## Set problem
Count the lines in the listing below that contain the string "flagpole", and reply with that number only.

## Position annotation records
---*---
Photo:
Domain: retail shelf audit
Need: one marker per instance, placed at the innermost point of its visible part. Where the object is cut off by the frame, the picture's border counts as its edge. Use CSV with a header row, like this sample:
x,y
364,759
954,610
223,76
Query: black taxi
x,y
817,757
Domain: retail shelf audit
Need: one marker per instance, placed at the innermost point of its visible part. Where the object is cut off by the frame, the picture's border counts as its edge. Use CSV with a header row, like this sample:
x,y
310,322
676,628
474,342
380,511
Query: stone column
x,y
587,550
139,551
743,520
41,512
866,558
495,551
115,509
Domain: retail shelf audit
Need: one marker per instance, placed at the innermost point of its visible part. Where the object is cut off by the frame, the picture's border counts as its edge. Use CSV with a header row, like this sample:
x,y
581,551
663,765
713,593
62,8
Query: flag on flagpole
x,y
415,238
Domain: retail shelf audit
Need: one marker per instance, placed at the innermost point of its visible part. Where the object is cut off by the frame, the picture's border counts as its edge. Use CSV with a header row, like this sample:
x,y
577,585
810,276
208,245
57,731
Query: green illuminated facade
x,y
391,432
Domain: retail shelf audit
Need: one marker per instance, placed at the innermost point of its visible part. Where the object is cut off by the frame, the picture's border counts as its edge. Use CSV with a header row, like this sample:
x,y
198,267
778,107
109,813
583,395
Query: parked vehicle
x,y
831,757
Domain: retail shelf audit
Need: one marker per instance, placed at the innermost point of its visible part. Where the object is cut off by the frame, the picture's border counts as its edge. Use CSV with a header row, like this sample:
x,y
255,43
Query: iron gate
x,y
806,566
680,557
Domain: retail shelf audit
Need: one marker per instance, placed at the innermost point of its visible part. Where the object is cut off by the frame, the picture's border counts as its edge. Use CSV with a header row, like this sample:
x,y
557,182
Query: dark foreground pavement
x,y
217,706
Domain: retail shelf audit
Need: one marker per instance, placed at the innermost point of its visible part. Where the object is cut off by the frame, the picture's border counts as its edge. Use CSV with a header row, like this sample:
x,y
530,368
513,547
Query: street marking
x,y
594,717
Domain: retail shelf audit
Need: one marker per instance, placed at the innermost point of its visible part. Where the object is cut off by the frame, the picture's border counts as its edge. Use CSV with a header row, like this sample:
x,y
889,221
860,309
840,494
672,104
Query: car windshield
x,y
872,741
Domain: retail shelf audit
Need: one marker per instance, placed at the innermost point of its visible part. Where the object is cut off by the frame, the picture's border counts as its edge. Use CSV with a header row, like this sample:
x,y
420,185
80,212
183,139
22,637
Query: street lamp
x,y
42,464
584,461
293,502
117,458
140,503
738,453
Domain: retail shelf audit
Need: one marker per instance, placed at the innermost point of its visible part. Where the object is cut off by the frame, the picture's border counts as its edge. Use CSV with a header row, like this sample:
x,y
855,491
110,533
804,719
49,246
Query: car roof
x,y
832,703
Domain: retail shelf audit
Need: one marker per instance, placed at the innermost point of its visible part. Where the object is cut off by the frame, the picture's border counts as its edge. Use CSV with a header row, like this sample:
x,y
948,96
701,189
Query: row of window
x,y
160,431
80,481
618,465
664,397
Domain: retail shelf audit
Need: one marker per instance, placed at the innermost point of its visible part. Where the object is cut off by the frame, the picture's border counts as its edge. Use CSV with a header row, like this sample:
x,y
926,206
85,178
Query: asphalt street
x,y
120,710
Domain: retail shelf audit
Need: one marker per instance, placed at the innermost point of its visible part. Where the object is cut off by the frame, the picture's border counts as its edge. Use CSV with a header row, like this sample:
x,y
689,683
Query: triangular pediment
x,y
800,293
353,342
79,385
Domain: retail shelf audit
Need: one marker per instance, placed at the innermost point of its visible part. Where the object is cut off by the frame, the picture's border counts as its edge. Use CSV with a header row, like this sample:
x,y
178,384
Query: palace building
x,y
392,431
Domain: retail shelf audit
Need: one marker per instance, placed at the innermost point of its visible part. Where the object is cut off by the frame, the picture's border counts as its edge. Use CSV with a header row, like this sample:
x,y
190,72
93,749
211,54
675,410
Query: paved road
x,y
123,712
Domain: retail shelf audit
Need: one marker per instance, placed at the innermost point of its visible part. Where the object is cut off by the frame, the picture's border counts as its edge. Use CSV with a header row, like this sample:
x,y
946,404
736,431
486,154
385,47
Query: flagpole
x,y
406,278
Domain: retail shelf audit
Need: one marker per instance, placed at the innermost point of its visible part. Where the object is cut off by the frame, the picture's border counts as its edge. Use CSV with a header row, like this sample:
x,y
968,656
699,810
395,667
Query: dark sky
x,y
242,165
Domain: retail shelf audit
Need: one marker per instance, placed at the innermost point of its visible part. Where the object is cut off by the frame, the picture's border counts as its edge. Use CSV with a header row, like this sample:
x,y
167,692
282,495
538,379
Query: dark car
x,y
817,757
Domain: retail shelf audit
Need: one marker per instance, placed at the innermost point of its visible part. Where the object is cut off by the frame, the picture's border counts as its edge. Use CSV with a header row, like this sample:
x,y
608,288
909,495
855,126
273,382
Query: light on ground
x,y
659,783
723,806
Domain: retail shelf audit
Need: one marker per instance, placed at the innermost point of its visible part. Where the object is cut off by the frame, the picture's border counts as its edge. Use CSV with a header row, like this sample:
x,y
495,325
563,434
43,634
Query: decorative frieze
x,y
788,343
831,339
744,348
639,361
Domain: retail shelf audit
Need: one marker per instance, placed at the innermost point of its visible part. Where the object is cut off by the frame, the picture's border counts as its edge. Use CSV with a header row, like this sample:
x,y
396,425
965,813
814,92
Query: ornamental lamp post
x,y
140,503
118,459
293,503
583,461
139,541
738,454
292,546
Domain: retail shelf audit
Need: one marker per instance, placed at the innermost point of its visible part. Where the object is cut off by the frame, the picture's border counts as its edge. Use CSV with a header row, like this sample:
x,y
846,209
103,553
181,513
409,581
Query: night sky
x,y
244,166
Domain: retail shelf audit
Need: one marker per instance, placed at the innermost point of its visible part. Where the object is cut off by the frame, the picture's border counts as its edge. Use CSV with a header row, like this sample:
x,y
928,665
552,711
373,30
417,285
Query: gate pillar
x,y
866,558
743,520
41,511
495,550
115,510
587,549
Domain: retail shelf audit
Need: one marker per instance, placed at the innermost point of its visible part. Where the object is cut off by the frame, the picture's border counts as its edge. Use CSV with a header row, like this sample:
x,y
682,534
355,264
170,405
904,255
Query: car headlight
---*---
## Answer for this exercise
2